● **Aim of the exercise**
Revise the part of the post about The Electric Company starting with "No, not the" and going on through "Heyyyyy Youuuuuu Guyyyyyyys......", putting "lamps" wherever "lights" appears.

*** Reading passage ***

Wednesday, February 18, 2009

The Electric Company!


No, not the one that powers the lights.

The show. The show that ran from 1971 - 1977 and has been resurrected for today's kids.



Heyyyyy Youuuuuu Guyyyyyyys......


I remember the first go-round so well that when Sarah ran upstairs one Saturday morning to say "hey mom, there is a new show on TVO kids that is fun AND educational and you should come see it", I took one look at it and something whispered into the recesses of my mind "Electric Company". It had the feel. Notsomuch the look (it is after all 35 years later, I admit chokingly!)

Sure enough, within seconds, it identified itself.

Oh how I loved that show! So much that Hey You Guys was said (yelled in that gravelly voice) by me several dozen times a day. So much so that I never forgot that it was how Morgan Freeman, easily one of Hollywood's 25 Best Actors of All Time, got his start as Cool Cat. So much so that seeing the old show-opener online again after so many years brought back instant memories. I loved that show. I loved Sesame Street but would be equally excited when it ended and Electric Company came on.

Now, I know that the reason it's back is because once again the statistics show that early reading levels are at an all time low. And that's too bad. But on the other hand, the show helped once so I bet it will help again.

And it's just so darned funny and entertaining too! The main guy raps, another guy does beat box sounds and sounds of other kinds as well, they sing, and there is always a main story woven in to the "variety" show aspect. And well, we watched one episode together and Sarah knew from that moment on when a word had a "soft C" or a "hard C".

Now we have a standing date for 9:30 a.m on Saturday mornings. And I wouldn't miss it.

But to think that at first I actually told Sarah I was busy doing some "stuff around the house" until I looked at her little cherub face and saw that she was sad that I wouldn't take a look. I didn't want to be that mom. So I took her hand, expecting to go down into the family room and go "oh, yes, that's really good! I'm glad you found a new show to watch" and then go back to my chores. Instead, I got taken back, had a good chuckle, sat down on the futon and patted the seat beside me in invitation.

I highly recommend it. Sarah needs all the help she can get, and it appears to be working. But even for other kids, it's just fun. And funny. And it's problem-solving on so many levels.

So tune in! And enjoy! Sit down with the kids and be taken back. And well, you'll be sitting down with the kids instead of laundry or something else that prevents you from sitting down with the kids.

And then come back here and let me know what you (all) thought!

Have fun, "....youuuuuuuu guyyyyyyyyyys"

*** Listing ***

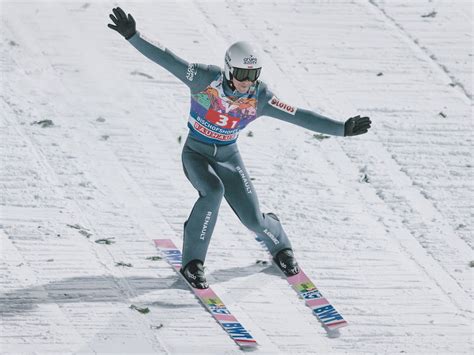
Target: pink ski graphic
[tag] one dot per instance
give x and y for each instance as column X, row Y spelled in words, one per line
column 320, row 306
column 208, row 298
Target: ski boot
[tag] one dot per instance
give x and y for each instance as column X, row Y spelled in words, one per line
column 286, row 262
column 193, row 272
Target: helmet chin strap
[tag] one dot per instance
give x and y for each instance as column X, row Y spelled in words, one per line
column 230, row 83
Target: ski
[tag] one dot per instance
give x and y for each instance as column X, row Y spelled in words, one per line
column 208, row 298
column 320, row 306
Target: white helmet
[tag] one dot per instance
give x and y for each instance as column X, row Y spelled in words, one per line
column 243, row 62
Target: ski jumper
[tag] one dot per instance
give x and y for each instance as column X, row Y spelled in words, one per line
column 210, row 156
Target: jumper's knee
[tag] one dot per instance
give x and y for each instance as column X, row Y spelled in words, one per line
column 214, row 189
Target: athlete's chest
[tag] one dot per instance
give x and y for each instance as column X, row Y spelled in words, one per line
column 225, row 111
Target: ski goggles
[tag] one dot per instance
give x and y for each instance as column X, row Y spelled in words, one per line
column 242, row 74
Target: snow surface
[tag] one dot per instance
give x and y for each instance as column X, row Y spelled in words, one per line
column 381, row 222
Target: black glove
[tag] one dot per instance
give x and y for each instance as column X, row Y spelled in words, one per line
column 123, row 25
column 356, row 125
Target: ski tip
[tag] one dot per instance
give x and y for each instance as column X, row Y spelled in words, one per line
column 335, row 326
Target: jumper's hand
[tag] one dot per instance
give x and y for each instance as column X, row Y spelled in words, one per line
column 123, row 25
column 356, row 125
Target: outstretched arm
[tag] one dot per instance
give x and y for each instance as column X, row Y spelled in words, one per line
column 192, row 74
column 270, row 105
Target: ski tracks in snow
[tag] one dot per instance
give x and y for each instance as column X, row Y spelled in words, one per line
column 373, row 218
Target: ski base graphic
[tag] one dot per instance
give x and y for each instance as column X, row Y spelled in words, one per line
column 208, row 298
column 320, row 306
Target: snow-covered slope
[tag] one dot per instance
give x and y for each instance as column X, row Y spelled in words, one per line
column 381, row 222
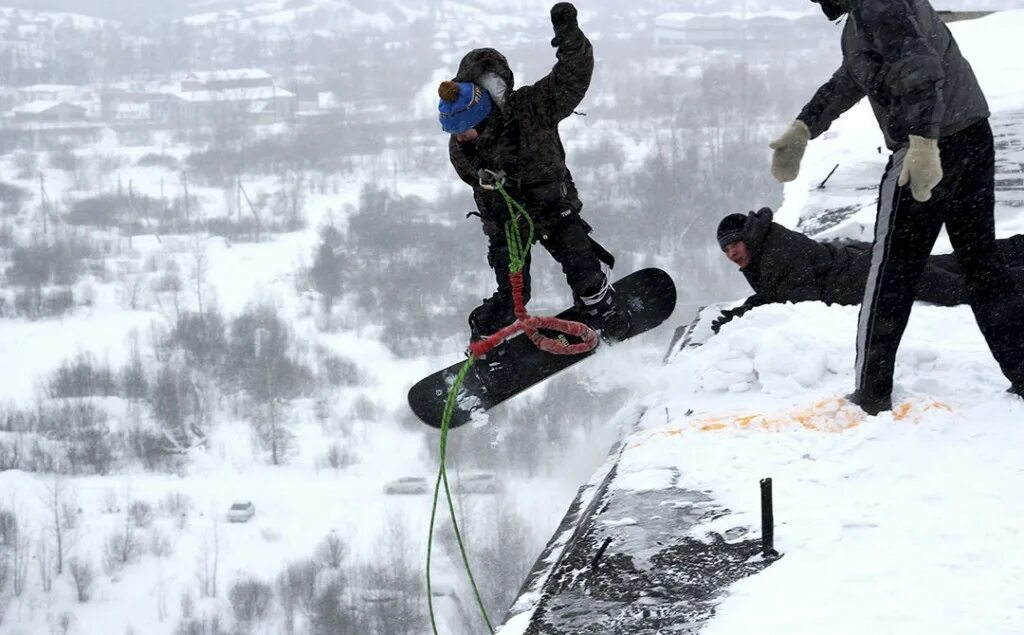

***

● **Solution to the problem**
No, not the one that powers the lamps.

The show. The show that ran from 1971 - 1977 and has been resurrected for today's kids.



Heyyyyy Youuuuuu Guyyyyyyys......